Problem description
Extract all of the data and reproduce it precisely.

Supplied records
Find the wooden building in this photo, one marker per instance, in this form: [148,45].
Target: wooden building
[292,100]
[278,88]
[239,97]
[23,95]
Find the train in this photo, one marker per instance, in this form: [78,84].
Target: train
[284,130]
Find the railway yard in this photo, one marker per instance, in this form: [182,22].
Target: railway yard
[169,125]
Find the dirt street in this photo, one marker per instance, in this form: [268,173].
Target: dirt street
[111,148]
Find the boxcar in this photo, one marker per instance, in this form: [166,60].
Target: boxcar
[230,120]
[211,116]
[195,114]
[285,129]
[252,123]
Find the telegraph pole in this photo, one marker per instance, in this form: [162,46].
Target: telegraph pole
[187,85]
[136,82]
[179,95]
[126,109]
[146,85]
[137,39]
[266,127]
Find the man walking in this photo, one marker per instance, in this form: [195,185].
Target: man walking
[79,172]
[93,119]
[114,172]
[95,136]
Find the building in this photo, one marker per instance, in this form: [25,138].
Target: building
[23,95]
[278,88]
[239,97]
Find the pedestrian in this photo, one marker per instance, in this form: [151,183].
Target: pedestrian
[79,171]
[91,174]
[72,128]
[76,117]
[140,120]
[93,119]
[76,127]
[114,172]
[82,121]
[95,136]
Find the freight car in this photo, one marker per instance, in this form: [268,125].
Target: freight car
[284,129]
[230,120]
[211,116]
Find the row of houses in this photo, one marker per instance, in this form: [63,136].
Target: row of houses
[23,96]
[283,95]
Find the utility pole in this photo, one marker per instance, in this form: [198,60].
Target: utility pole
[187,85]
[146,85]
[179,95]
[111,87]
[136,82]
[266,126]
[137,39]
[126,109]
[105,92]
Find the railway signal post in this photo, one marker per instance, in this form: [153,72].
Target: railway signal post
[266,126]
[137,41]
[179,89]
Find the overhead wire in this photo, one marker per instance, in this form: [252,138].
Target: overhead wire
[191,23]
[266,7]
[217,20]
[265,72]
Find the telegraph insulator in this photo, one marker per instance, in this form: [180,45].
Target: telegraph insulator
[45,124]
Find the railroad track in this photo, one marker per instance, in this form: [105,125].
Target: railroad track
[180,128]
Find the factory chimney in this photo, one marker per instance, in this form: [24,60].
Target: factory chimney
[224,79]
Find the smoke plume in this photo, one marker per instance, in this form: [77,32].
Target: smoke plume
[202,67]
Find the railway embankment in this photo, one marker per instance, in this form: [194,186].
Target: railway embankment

Solution
Find the wooden building in this photo, one marker per instance, in this form: [148,45].
Target: wooden building
[292,100]
[278,88]
[239,97]
[23,95]
Find the train in this photo, one marker per instance, in this form: [78,84].
Target: train
[284,130]
Find the railway yard in this photo, one marker per instance, in this form: [182,22].
Target: railway yard
[169,125]
Find the dirt street in this photo, one marker per instance, in this form: [268,173].
Target: dirt street
[111,148]
Find the boxcar in this photo, one marker per instance, in this form: [166,60].
Target: boxcar
[230,120]
[211,116]
[195,114]
[285,129]
[252,123]
Find the telegraph pole in this photo, one marker per instance, in this form: [162,46].
Target: telegraph pole
[187,85]
[136,82]
[179,95]
[126,109]
[146,85]
[137,39]
[266,127]
Find the man walking in this photo, one marker per instance, in this form: [195,185].
Target: man walking
[79,172]
[93,119]
[114,172]
[95,136]
Find the building in this photo, one marker per instance, in this form: [25,138].
Target: building
[23,95]
[278,88]
[239,97]
Find the pedestrian in this photo, one marker per instance, in this form: [151,183].
Target: pedestrian
[79,171]
[91,174]
[72,128]
[76,117]
[140,120]
[93,119]
[76,127]
[114,172]
[82,121]
[95,136]
Find the freight car in this photo, one marker per instance, in this form: [268,125].
Target: freight car
[284,129]
[230,120]
[211,116]
Find the row of houses in this photo, one marker per instance, in this form: [63,136].
Target: row of houses
[23,96]
[283,95]
Find the utility pole in this photo, one marker per instance, in this form: [198,60].
Target: utility pole
[187,85]
[146,85]
[179,95]
[111,87]
[136,82]
[266,126]
[137,39]
[126,109]
[105,92]
Find the railway signal post in this photo, one marker per instance, in this form: [153,72].
Target: railway signal post
[266,126]
[137,41]
[179,89]
Find the overhead wire in this photo, one marker per instance, in this form: [252,138].
Target: overhead wire
[191,23]
[266,7]
[217,20]
[265,72]
Find the telegraph insulator in this photo, one marker per instance, in this form: [180,45].
Target: telegraph insulator
[45,124]
Find the railroad track in this photo, one marker per instance, in this form: [105,125].
Target: railroad track
[180,128]
Find the factory chimney in this photo, one marker per instance, in this form: [24,60].
Target: factory chimney
[224,79]
Find the smoke plume in this photo, one marker per instance, in this form: [77,32].
Target: smoke plume
[202,67]
Find the railway embankment in this photo, one marker per instance, in this form: [194,186].
Target: railway embankment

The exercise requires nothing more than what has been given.